(Records supplied)

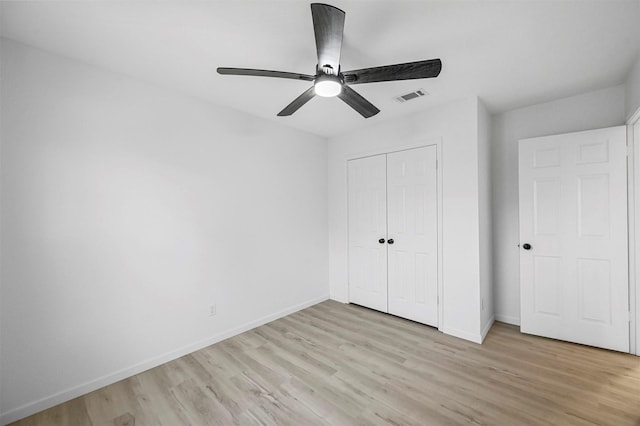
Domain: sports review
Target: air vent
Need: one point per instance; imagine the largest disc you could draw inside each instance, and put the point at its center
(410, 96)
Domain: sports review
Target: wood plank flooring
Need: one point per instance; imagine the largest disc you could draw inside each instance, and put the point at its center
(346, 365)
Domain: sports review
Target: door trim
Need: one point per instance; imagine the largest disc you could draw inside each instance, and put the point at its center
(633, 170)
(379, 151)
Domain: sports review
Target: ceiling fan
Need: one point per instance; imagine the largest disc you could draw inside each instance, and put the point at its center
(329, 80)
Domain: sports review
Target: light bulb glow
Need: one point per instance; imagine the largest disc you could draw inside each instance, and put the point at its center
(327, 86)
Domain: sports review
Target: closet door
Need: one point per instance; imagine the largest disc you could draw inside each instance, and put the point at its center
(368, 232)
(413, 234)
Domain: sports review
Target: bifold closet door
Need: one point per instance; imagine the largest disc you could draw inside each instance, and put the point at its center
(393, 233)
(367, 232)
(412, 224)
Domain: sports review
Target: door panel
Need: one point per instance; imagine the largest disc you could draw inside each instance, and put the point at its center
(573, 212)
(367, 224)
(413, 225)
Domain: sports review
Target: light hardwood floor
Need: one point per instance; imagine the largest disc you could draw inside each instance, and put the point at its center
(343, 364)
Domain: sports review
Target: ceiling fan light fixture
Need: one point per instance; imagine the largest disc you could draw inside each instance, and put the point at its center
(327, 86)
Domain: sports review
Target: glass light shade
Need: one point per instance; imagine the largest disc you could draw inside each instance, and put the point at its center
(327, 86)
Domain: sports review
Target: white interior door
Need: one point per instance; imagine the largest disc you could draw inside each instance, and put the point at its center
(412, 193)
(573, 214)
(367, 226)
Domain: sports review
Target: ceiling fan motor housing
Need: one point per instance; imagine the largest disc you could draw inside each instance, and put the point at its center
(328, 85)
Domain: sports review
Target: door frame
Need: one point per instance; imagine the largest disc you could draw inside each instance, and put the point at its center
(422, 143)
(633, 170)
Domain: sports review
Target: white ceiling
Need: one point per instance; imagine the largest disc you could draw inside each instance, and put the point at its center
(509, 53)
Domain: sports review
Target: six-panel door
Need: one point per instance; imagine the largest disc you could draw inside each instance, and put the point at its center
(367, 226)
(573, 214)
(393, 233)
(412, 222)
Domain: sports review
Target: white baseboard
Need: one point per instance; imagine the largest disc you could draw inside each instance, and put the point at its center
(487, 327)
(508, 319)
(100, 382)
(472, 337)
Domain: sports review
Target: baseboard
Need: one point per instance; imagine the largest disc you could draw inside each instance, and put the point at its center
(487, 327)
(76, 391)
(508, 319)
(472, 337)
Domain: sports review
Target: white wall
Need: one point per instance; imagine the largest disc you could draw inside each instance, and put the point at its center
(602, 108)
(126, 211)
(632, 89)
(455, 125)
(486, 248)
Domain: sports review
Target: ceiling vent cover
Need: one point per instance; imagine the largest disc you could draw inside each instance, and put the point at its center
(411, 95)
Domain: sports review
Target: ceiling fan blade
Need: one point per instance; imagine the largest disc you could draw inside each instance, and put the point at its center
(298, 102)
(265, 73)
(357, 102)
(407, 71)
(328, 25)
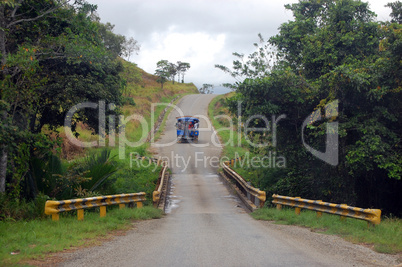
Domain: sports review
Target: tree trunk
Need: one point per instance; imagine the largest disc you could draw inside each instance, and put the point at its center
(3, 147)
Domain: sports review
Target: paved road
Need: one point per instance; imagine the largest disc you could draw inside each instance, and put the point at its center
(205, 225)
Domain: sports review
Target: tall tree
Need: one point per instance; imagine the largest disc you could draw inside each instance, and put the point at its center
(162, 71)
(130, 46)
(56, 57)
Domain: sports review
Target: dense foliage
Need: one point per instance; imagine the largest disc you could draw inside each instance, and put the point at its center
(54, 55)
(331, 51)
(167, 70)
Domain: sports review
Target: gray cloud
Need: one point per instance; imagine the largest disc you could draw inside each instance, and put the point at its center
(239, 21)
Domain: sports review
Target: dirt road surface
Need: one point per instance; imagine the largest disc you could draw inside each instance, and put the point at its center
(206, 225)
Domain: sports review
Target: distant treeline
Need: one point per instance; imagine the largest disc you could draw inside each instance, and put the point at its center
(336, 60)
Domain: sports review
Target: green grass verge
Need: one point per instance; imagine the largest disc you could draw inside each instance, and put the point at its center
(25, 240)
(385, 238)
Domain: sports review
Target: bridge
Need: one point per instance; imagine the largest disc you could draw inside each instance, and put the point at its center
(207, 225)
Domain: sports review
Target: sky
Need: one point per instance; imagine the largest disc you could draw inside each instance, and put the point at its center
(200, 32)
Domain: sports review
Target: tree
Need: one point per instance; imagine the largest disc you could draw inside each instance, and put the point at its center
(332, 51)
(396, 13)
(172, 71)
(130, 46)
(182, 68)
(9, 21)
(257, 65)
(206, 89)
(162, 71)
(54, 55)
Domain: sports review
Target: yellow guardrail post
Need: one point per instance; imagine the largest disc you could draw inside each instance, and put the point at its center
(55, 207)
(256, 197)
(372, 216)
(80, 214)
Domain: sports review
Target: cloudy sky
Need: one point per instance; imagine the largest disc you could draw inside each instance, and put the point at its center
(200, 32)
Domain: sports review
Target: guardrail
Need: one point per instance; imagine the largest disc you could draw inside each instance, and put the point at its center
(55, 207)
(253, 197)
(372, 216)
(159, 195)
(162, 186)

(End Records supplied)
(Records supplied)

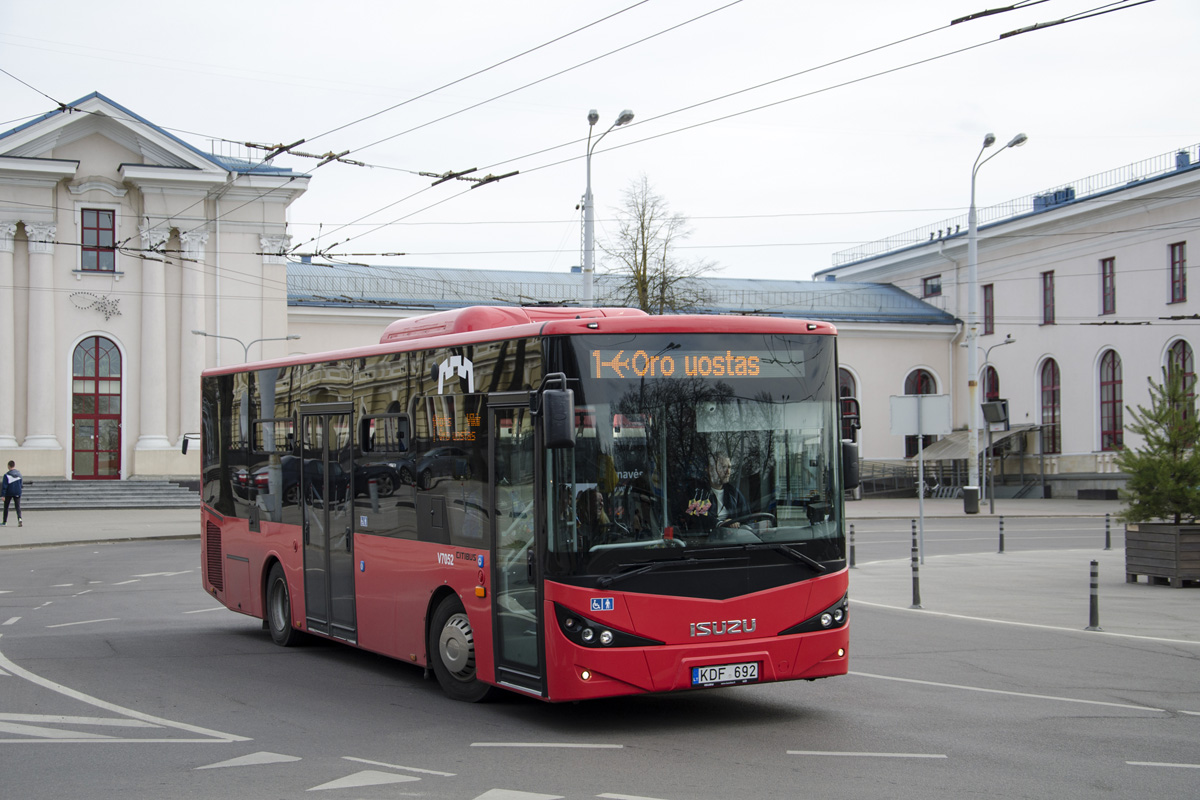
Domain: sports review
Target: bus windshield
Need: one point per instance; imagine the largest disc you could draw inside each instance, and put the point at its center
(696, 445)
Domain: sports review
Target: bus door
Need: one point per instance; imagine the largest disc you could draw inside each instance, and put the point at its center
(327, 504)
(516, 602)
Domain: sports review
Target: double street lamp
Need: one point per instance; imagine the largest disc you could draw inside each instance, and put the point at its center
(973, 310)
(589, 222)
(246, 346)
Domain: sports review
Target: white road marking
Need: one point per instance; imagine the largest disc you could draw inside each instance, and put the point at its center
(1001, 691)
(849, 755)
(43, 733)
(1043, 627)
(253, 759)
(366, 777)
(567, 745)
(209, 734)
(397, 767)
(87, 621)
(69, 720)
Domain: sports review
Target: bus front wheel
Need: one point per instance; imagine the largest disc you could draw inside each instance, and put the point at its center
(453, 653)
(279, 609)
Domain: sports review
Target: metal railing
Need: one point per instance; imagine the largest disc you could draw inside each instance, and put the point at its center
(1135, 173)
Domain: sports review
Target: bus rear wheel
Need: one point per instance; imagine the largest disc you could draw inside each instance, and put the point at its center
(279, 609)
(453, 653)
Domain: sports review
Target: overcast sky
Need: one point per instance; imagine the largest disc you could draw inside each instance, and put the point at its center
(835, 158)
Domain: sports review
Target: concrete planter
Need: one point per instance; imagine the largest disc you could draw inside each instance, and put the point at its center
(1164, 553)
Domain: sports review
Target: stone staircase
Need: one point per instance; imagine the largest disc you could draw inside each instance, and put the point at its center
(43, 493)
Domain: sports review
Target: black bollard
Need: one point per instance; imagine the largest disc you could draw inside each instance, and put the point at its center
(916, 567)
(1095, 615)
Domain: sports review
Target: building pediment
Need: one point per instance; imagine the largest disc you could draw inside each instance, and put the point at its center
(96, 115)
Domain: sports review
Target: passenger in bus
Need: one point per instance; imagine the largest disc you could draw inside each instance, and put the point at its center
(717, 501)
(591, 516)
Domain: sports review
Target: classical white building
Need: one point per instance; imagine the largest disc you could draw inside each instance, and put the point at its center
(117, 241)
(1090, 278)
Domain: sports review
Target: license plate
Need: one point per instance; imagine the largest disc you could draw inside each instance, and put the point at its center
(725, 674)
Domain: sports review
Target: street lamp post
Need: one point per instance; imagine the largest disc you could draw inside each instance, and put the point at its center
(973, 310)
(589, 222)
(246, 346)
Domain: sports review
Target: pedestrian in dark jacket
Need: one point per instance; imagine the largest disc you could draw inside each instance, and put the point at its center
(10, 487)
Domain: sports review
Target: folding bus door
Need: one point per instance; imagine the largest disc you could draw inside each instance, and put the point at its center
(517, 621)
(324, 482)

(End Records supplied)
(Records supplied)

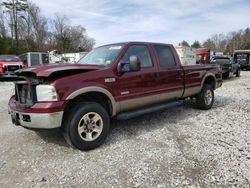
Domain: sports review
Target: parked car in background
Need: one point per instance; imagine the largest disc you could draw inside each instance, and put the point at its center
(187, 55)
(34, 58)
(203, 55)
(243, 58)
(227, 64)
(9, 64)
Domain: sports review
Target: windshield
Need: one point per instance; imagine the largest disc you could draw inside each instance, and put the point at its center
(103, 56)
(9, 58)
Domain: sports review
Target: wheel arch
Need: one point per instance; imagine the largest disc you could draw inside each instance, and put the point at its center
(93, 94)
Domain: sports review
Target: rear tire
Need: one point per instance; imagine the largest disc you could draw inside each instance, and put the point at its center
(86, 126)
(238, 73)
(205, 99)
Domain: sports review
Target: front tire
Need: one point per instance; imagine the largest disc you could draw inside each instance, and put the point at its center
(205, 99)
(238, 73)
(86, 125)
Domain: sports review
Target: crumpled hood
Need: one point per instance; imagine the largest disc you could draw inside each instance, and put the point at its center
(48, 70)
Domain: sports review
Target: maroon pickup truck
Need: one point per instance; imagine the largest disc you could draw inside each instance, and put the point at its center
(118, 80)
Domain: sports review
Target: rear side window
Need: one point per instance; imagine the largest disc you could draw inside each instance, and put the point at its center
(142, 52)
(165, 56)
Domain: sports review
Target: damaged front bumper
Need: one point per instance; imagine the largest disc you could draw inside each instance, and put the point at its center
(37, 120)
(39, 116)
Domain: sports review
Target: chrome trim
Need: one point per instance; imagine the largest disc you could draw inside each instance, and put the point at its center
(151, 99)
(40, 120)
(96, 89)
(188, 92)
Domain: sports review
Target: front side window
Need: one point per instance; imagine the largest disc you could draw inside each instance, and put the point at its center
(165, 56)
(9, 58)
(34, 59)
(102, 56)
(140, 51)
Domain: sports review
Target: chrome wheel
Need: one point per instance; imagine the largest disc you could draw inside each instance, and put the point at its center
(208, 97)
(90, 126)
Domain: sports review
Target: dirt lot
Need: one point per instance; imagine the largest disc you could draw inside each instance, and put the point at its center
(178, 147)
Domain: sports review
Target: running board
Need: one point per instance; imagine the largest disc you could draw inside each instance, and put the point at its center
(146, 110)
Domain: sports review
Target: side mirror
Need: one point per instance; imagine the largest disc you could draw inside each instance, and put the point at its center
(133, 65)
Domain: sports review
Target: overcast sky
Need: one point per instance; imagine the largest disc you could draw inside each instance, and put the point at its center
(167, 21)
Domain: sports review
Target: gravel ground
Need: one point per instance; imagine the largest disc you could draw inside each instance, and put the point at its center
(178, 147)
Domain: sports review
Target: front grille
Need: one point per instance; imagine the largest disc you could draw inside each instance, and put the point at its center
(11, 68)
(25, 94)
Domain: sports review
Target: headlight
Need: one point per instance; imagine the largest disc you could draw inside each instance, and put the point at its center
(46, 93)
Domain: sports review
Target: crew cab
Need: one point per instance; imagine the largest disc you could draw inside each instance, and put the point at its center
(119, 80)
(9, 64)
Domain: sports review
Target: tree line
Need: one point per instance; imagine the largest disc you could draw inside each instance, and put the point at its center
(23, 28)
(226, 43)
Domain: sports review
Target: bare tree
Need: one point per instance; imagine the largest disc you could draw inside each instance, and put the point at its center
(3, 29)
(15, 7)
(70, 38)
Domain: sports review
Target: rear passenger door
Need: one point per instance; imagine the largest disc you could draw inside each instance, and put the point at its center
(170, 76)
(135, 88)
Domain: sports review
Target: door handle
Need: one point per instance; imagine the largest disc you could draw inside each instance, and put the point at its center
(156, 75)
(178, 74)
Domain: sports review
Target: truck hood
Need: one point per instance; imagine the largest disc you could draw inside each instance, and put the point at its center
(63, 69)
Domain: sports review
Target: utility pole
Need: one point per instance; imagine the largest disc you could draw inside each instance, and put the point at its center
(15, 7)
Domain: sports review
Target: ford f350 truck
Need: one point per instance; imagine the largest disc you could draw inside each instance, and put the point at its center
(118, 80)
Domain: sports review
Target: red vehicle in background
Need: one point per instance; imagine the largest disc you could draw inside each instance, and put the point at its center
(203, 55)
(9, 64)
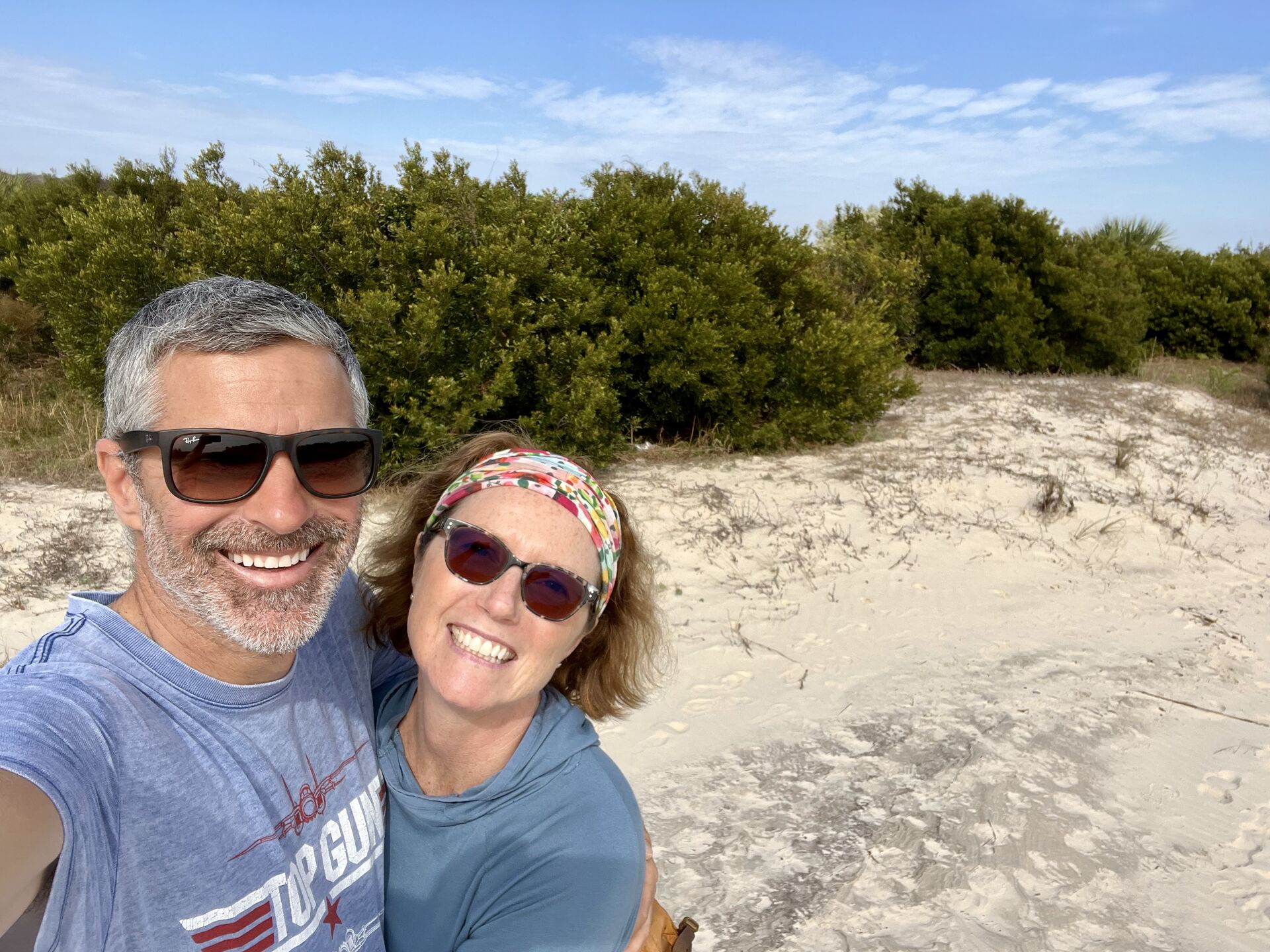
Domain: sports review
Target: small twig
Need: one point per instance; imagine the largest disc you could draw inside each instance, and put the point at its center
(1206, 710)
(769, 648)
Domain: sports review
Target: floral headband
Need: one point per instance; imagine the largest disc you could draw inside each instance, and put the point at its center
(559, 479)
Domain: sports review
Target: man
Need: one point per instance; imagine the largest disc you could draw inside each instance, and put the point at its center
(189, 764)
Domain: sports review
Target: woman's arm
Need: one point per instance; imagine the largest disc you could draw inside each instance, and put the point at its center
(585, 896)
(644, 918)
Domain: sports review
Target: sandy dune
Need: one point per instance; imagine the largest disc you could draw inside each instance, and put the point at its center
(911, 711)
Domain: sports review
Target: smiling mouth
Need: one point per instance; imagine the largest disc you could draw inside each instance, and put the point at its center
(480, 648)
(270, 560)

(End Records supplied)

Directions ::
Taking the records above, retype every line from the one with "Target: closet door" down to the one with "Target: door panel", exactly and with nothing else.

Exercise response ::
Target: closet door
Need: one point per instance; imagine the largest disc you could draw inside each instance, and put the point at its center
(368, 232)
(413, 234)
Domain: sports review
Target: bifold closet door
Need: one point per instance; imagine the largest disc you could draw inside each instance, and put the point at its center
(393, 233)
(367, 232)
(412, 224)
Domain: sports review
Target: door panel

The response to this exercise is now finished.